> [What the exercise asks]: Provide the records once more, identical to the original.
── Dataset excerpts
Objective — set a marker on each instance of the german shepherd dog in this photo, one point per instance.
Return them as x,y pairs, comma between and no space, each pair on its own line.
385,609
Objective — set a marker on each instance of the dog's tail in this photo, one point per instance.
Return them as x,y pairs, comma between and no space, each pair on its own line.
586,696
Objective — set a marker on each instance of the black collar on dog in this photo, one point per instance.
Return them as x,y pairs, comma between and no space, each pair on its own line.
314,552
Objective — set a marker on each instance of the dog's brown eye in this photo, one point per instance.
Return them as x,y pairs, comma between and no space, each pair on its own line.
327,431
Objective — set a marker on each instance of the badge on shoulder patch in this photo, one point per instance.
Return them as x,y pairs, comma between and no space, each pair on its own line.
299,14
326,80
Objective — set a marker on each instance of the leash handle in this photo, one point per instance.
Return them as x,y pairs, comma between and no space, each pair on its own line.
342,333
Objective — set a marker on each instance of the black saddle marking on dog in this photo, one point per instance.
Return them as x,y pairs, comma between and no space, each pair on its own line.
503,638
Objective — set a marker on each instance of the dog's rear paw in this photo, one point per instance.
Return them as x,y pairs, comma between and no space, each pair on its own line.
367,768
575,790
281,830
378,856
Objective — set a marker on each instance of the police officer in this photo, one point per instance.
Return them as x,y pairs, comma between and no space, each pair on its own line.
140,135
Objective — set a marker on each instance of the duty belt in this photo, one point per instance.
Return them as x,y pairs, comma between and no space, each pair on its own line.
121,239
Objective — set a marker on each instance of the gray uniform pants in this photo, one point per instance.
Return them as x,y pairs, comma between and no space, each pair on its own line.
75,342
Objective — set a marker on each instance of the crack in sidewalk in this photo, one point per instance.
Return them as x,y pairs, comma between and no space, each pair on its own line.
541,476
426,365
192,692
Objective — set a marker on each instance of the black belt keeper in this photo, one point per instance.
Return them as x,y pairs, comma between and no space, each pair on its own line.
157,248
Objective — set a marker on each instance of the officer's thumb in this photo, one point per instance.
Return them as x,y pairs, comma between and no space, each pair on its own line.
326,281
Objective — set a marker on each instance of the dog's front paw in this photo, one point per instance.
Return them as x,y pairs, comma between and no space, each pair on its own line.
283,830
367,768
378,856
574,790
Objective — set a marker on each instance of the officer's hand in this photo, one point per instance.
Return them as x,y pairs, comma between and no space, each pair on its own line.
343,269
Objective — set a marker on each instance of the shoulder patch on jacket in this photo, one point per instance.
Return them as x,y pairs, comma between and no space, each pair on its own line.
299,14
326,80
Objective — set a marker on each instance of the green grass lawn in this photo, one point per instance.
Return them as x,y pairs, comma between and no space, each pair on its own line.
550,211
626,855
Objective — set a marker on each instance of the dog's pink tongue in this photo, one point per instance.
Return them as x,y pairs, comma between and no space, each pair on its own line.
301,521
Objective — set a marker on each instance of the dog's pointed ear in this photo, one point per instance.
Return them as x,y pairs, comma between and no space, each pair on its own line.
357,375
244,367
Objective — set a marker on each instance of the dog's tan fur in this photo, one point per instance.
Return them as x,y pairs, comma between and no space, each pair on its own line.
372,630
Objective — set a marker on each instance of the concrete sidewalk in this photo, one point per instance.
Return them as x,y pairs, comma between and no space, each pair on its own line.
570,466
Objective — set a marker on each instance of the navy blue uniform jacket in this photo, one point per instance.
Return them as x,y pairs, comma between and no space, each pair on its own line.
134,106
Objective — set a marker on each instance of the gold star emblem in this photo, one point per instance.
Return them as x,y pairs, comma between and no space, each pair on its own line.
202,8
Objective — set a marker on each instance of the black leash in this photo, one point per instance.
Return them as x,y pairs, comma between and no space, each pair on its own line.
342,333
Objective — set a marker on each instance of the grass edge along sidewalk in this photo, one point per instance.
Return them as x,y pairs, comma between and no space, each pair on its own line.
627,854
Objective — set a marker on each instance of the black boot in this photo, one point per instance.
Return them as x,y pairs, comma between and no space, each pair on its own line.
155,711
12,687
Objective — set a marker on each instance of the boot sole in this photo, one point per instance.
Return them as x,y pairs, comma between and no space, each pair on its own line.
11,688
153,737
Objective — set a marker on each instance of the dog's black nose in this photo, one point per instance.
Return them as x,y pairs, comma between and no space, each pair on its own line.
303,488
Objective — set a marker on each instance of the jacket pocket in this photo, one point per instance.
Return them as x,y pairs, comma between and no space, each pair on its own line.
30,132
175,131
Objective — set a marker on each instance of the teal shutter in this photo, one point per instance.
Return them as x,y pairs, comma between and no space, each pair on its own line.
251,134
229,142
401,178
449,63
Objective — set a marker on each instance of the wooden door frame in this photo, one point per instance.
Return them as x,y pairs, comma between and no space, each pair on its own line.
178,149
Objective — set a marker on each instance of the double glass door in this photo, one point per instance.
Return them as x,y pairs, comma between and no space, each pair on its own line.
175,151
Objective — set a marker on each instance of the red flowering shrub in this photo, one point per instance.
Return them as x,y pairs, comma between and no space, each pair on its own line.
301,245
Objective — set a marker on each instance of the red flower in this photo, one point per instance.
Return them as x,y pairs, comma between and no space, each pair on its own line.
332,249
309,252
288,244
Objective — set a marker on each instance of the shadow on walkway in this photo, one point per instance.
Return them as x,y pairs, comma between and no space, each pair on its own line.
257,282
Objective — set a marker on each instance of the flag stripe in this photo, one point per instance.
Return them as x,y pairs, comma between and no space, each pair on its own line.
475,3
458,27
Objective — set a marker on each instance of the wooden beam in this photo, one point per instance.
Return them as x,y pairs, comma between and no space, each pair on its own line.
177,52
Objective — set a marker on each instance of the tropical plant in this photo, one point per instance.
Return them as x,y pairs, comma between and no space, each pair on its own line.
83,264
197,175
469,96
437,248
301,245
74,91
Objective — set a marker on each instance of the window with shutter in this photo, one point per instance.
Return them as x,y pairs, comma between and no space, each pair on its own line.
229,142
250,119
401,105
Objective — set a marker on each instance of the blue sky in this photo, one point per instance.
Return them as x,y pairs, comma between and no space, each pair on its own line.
────
> [Worked solution]:
Objective — set a marker on each instance of the german shepherd dog in this photo, one point per instance.
Return them as x,y pairs, comma between and no space, each pair on its own line.
385,609
Objective — set a marker on each instance of the dog's tail in this photo, one point per instance.
Return them as x,y pairs, comma between and no space, each pair on its own line.
586,696
Objective — set a marker on each instance of the black collar on dog in this photo, one point per instance.
Return them as x,y pairs, comma between and no space, each pair on its own line.
314,552
Objective — set a marker on each instance of the dog's brown eye in this photo, one point per instance.
Return them as x,y pairs, comma between and no space, each pair on its own line.
327,431
Objective — set a marker on each instance of the badge on shoulder patch in this photo, one point per instance.
Return them as x,y pairs, comma between and no space, each pair on its own line.
299,14
326,80
Objective — set a marker on each instance of the leash handle in this photo, one point per instance.
Return them as x,y pairs, comma between and no space, each pair on its own line.
342,333
Objective — set a marker on each instance of the black saddle marking on dog in this photo, one point per instance.
Return them as x,y pairs, comma between and no space, each pair on its own line.
503,638
Objective — set a marker on each instance of the dog's rear paw in this photo, one point per instance.
Return them as x,y pairs, comma between and no space, each pair on its own line.
367,768
575,790
281,830
378,856
Objective — set a marker on each instance of the police officer in this photo, one point per instance.
Return them as x,y pairs, comma between and no space, each pair on its own line.
140,135
Objective — set a marker on each instance of the duty belt in this photo, one point per instance.
Return them as x,y pairs, comma between and no space, each pair on its own line.
121,239
Objective — set a marker on each instance of the gray uniform pants in this photo, one point per instance.
Return them as x,y pairs, comma between and no space, each pair on its own line.
75,342
Objective — set a marker on each instance of the crack in sidewalk in this photo, one point per instance.
Return them as x,y pairs, comma between and no space, each pair on its own line.
541,476
426,365
192,692
Objective — set a marker on each instance of the black belt keeper in this photo, one point per instance.
Return them as x,y pairs, comma between and no space, each pair on its own line.
157,248
Objective — set a marker on each instance of the officer's thumb in this photo, one point per instance.
Return them as x,y pairs, comma between and no space, each pair on its own line.
326,281
Objective — set a marker on each instance of the dog's front paw in this photo, one point per instance.
Return them as x,y pairs, comma between and no space, each pair on its own line.
283,830
367,768
378,856
574,790
Objective — set a marker on each instance of the officer's hand in this photo, one point per instance.
Return them as x,y pairs, comma between and no space, each pair on its own line.
343,269
Objective — set a marker on each instance of the shoulder patch on jacket in this photo, one point per instance.
Return them as x,y pairs, comma between and no space, each pair on its own line.
299,14
326,80
Objective — set a marker on each instance of the green grass lawn in this photo, one point per instance.
Return them as x,y pairs, comma between and no space, each pair on its own line.
550,211
626,855
Objective — set a marker on each instance of the dog's pink tongue in this photo, one point per instance.
Return them as x,y pairs, comma between and no space, each pair on its own line.
301,521
Objective — set a marker on each instance of the dog's pointed ear in this photo, one point per instance.
Return them as x,y pairs, comma between and no space, each pair on its own line.
357,375
244,367
Objective — set a marker on each instance of the dog's tan fur in this photo, one point per instance.
Return them as x,y pairs, comma between and no space, each pair on its own line.
372,630
Objective — set a marker on each instance of the concrete sidewalk in this photo, one point per instance.
Return them as x,y pairs, comma between and no space, each pair on its own line.
570,466
Objective — set a marker on each instance of the navy blue uniform jacket in this photo, one point per instance.
Return them as x,y pairs, comma between and no space, each pair on its own line.
134,106
Objective — set a marker on each instance of the gold star emblem in this photo, one point per instance.
Return them as x,y pairs, comma between and no space, each pair on its own line.
202,8
Objective — set a marker on each instance of the black leash in this photo, one point per instance.
Return them as x,y pairs, comma between and no space, each pair on its own line.
342,333
Objective — set a marker on each instance of the grass edge along sidewalk in this photo, one point per instance.
Return them as x,y pairs, comma between and no space, each pair on its own line.
627,854
Objective — set a marker on each instance of the black boot in this photo, one point per instance.
Return them as x,y pairs, comma between and no space, each pair on its own line.
155,711
12,687
Objective — set a marker on each instance of the boot sole in this photo, one point per instance.
Return them as x,y pairs, comma between and no space, each pair on its own line.
11,688
153,737
Objective — set a marker on each instance of the dog's black nose in this photo, one point per instance.
Return them as x,y pairs, comma between and no space, each pair on its own line.
303,488
Objective — set a marker on each instance of the jacket pocket in this photo, one point per instance.
Return them as x,y pairs, comma between and no space, each pair on its own line.
30,132
175,131
Objective — set a marker on each instance of the teal shutter in this photo, one point per instance.
Return them as x,y pairs, comma between and no space, each pair on its own line.
251,134
229,142
401,178
449,63
Objective — set a marker on each instance of the wooden door frame in this photo, one point per instance.
Return them as x,y pairs, comma between and no space, each pair on its own line.
178,149
Objective — set a marker on each instance of the double glass door in this photo, one point per instance.
Return them as x,y pairs, comma between and no space, each pair on its own line.
175,151
Objective — set a marker on each instance of the red flowering shrub in this photo, one point per instance.
Return them as x,y pairs, comma between and no space, each pair on its own line.
301,245
Objective — set a marker on each instance of the red flower in this photo, one point per instance.
Return them as x,y pairs, comma between and no space, each pair on its own line.
332,249
309,252
288,244
Objective — set a marker on each instance of the shadow on walkway in this photo, one point per instance.
Return them as x,y pairs, comma between and no space, each pair on its own line.
257,282
Objective — set a marker on each instance of the flag stripe in this photo, one point per instance.
Return them as x,y pairs, comma between and no space, each pair on its own line.
475,3
458,27
Objective — set a marker on each instance of the wooden beam in this photo, one point per instance.
Return them as x,y pairs, comma between and no space, each pair on its own line.
177,52
Objective — set a marker on each instance of the tropical plant in this photo, one point per instance.
Return them as x,y pairs, comma between and no space, each pair on its own line.
83,264
197,175
469,96
437,248
301,245
74,91
Objective — set a marker on each instance of the window with shutter in this photo, one point per instance.
Return them as x,y pairs, comma between and no space, each pair on its own line.
229,142
250,119
401,105
Objective — set a marker on each instance of the blue sky in this photo, one point per instance.
Return them as x,y pairs, comma between and no space, each pair on its own line.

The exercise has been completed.